DIRECTIONS: Starting with the line that contains "spot the short-haired woman.", write out each line through the end of the listing, unchanged. Output nothing else.

** Begin **

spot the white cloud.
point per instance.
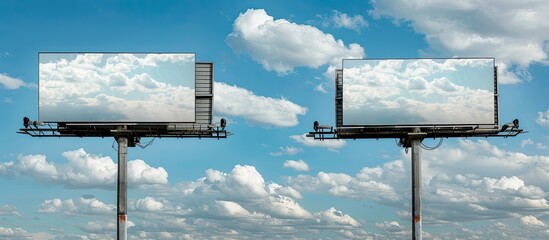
(388, 89)
(90, 206)
(13, 83)
(102, 227)
(526, 142)
(14, 233)
(330, 144)
(321, 88)
(392, 226)
(84, 170)
(149, 204)
(334, 216)
(236, 101)
(9, 210)
(298, 165)
(515, 33)
(543, 119)
(287, 150)
(342, 20)
(531, 221)
(471, 181)
(281, 45)
(116, 87)
(239, 203)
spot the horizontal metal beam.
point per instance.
(361, 133)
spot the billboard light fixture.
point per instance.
(27, 123)
(513, 125)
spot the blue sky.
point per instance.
(274, 65)
(116, 87)
(418, 91)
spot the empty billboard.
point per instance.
(418, 92)
(117, 87)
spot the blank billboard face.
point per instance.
(116, 87)
(420, 92)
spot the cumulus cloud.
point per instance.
(461, 183)
(102, 227)
(83, 170)
(117, 87)
(287, 150)
(531, 221)
(330, 144)
(89, 206)
(9, 210)
(526, 142)
(342, 20)
(435, 89)
(298, 165)
(13, 83)
(280, 45)
(334, 216)
(236, 101)
(240, 203)
(543, 119)
(515, 33)
(15, 233)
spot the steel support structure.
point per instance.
(122, 190)
(416, 188)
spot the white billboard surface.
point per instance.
(405, 92)
(116, 87)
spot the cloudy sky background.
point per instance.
(274, 71)
(111, 87)
(418, 91)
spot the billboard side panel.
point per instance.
(419, 92)
(204, 93)
(117, 87)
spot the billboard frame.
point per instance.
(144, 123)
(339, 99)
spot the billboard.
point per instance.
(418, 92)
(117, 87)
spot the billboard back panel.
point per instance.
(418, 92)
(117, 87)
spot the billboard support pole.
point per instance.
(122, 190)
(415, 141)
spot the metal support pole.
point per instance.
(122, 191)
(416, 188)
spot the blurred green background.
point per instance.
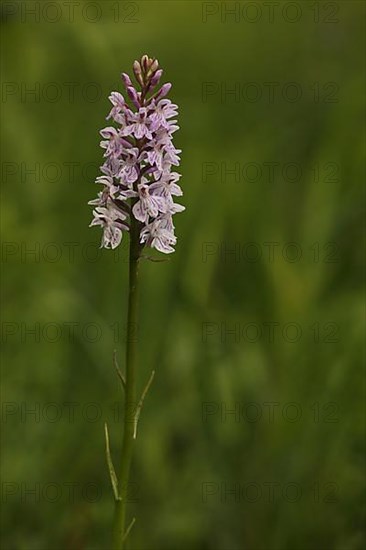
(296, 476)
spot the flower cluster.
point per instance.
(138, 178)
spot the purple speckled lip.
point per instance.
(139, 155)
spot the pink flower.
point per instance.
(137, 177)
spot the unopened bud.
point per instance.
(154, 66)
(138, 73)
(145, 63)
(155, 79)
(132, 94)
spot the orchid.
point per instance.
(139, 155)
(138, 187)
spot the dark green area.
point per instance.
(298, 474)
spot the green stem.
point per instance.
(120, 526)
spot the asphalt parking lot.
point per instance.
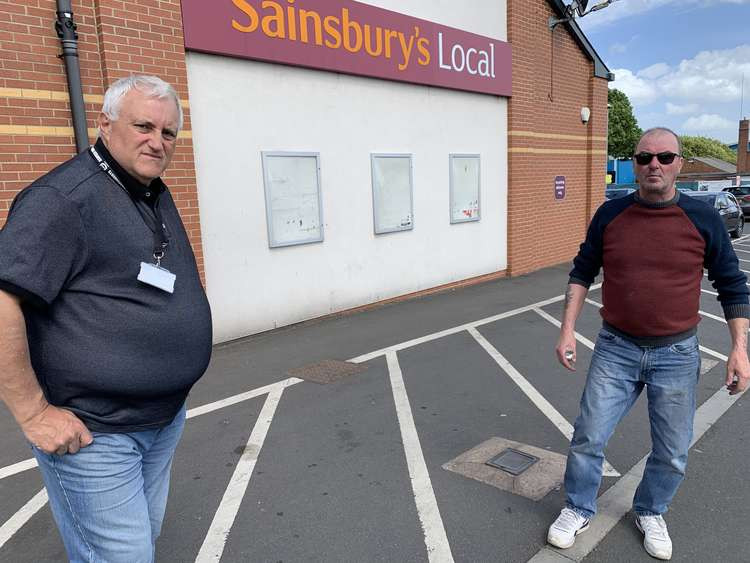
(276, 468)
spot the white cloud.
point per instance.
(654, 71)
(674, 109)
(628, 8)
(710, 76)
(708, 122)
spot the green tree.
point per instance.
(623, 126)
(705, 146)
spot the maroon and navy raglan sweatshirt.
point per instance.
(653, 256)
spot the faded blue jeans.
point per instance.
(109, 499)
(618, 373)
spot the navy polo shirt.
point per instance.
(119, 353)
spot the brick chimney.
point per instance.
(743, 152)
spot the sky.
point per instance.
(680, 62)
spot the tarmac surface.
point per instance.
(274, 468)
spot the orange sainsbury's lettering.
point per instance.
(332, 31)
(278, 18)
(250, 12)
(284, 19)
(422, 44)
(304, 15)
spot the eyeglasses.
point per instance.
(644, 158)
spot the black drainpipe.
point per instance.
(66, 31)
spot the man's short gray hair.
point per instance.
(151, 86)
(663, 130)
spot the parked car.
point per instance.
(727, 206)
(742, 193)
(614, 193)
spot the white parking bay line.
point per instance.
(617, 501)
(16, 522)
(218, 533)
(460, 328)
(435, 538)
(607, 469)
(19, 467)
(234, 399)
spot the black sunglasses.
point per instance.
(644, 158)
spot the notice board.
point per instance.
(293, 203)
(392, 192)
(464, 187)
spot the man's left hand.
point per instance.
(738, 371)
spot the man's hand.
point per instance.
(738, 367)
(57, 431)
(566, 350)
(566, 344)
(738, 371)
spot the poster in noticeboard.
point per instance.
(464, 187)
(392, 200)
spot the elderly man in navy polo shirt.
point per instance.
(104, 326)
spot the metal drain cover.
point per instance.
(513, 461)
(326, 371)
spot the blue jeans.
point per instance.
(618, 373)
(109, 498)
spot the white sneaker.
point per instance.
(563, 531)
(655, 536)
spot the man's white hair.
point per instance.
(151, 86)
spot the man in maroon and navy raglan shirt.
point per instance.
(653, 246)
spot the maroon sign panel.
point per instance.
(349, 37)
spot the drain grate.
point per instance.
(326, 371)
(513, 461)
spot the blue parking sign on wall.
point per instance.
(559, 187)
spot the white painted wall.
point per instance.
(240, 108)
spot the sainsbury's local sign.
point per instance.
(349, 37)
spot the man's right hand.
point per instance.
(57, 431)
(566, 350)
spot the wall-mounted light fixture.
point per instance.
(579, 7)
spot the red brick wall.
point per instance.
(546, 138)
(115, 39)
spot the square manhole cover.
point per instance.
(326, 371)
(534, 482)
(513, 461)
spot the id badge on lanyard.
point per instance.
(152, 274)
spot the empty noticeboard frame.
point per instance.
(293, 205)
(464, 187)
(392, 200)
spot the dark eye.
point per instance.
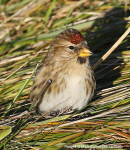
(71, 47)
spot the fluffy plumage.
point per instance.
(67, 65)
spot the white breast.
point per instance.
(73, 95)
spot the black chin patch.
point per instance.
(81, 60)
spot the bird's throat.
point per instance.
(82, 60)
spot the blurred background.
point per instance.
(27, 28)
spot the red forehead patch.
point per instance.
(76, 38)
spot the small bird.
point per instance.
(67, 65)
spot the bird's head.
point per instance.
(70, 44)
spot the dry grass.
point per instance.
(26, 30)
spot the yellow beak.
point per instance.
(84, 52)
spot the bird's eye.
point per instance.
(71, 47)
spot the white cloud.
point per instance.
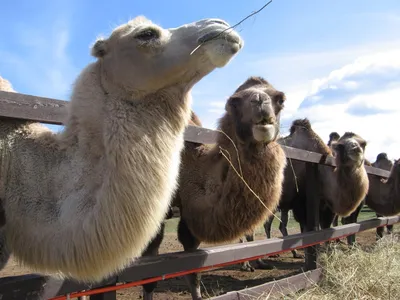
(363, 97)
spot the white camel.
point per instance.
(83, 203)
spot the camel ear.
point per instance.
(99, 48)
(232, 104)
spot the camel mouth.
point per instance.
(220, 35)
(264, 133)
(263, 122)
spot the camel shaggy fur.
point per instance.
(341, 189)
(352, 218)
(83, 203)
(215, 204)
(382, 162)
(384, 195)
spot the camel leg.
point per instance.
(389, 229)
(4, 252)
(246, 266)
(379, 230)
(267, 229)
(283, 230)
(152, 250)
(259, 262)
(351, 239)
(190, 243)
(326, 218)
(335, 222)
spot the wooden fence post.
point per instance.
(106, 296)
(312, 207)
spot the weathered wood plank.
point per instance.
(27, 287)
(280, 287)
(27, 107)
(170, 263)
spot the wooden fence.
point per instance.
(165, 266)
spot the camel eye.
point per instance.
(148, 34)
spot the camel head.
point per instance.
(349, 150)
(140, 57)
(383, 162)
(333, 137)
(255, 109)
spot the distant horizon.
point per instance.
(337, 62)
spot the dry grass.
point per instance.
(356, 273)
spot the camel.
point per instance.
(82, 204)
(342, 188)
(153, 247)
(352, 218)
(333, 137)
(384, 195)
(260, 263)
(383, 162)
(215, 204)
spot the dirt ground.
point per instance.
(214, 282)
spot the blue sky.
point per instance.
(338, 61)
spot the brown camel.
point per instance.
(333, 137)
(383, 162)
(384, 195)
(353, 217)
(342, 188)
(216, 205)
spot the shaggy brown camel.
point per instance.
(84, 203)
(353, 217)
(384, 195)
(342, 188)
(383, 162)
(333, 137)
(216, 205)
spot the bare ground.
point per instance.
(214, 282)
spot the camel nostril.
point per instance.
(266, 121)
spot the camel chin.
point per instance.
(220, 45)
(264, 133)
(220, 51)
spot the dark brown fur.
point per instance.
(336, 190)
(384, 195)
(215, 204)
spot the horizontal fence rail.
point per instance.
(52, 111)
(176, 264)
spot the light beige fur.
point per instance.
(84, 203)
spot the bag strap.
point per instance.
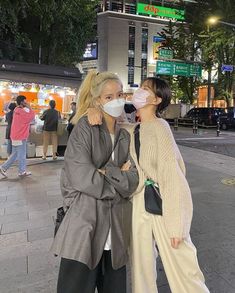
(137, 141)
(137, 150)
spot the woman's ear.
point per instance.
(97, 102)
(157, 101)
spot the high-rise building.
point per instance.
(128, 36)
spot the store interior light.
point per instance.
(14, 90)
(213, 20)
(62, 94)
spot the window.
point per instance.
(130, 7)
(117, 6)
(131, 55)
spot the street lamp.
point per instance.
(214, 20)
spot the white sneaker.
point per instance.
(24, 174)
(3, 172)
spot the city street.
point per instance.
(27, 210)
(206, 139)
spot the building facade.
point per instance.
(128, 38)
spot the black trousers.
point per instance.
(76, 277)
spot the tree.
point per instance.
(50, 32)
(192, 41)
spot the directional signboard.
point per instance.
(178, 68)
(165, 68)
(166, 53)
(227, 67)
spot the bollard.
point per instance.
(196, 125)
(175, 124)
(218, 127)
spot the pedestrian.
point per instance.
(96, 182)
(73, 106)
(6, 105)
(22, 117)
(159, 161)
(9, 118)
(51, 119)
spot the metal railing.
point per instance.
(176, 122)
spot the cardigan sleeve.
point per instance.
(177, 202)
(80, 174)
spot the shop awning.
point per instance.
(38, 73)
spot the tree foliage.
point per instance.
(60, 29)
(193, 40)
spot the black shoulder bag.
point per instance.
(152, 196)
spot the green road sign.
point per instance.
(181, 69)
(178, 68)
(165, 68)
(160, 11)
(166, 53)
(195, 70)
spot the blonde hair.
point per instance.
(90, 90)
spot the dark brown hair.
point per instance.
(161, 89)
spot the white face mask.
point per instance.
(114, 108)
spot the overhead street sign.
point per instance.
(227, 67)
(166, 53)
(178, 68)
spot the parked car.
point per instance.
(205, 116)
(227, 119)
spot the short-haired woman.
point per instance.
(160, 161)
(97, 181)
(51, 119)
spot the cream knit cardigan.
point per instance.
(161, 161)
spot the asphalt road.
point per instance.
(206, 139)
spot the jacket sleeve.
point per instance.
(177, 203)
(125, 182)
(79, 169)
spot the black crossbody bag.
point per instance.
(152, 196)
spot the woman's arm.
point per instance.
(82, 175)
(125, 182)
(177, 204)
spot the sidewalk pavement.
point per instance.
(27, 208)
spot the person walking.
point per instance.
(22, 117)
(160, 163)
(97, 181)
(70, 125)
(9, 118)
(51, 119)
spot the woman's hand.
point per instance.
(94, 116)
(126, 166)
(102, 171)
(175, 242)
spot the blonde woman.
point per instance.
(160, 161)
(96, 182)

** End **

TASK ANSWER:
spot the short-haired woman.
point per instance.
(160, 161)
(97, 181)
(51, 119)
spot the cream knit cardigan.
point per instance.
(161, 161)
spot the asphalt road.
point per instance.
(206, 139)
spot the jacket sleeve.
point per instance.
(177, 203)
(125, 182)
(79, 169)
spot the black crossbody bag.
point per instance.
(152, 196)
spot the woman's arm.
point per instance.
(82, 175)
(125, 182)
(177, 204)
spot the sidewalk pavement.
point per instance.
(27, 208)
spot the person walking.
point per instance.
(22, 117)
(160, 163)
(97, 181)
(70, 125)
(9, 118)
(51, 119)
spot the woman's hand.
point per instance.
(94, 116)
(126, 166)
(102, 171)
(175, 242)
spot the blonde woman.
point per instance.
(160, 161)
(96, 182)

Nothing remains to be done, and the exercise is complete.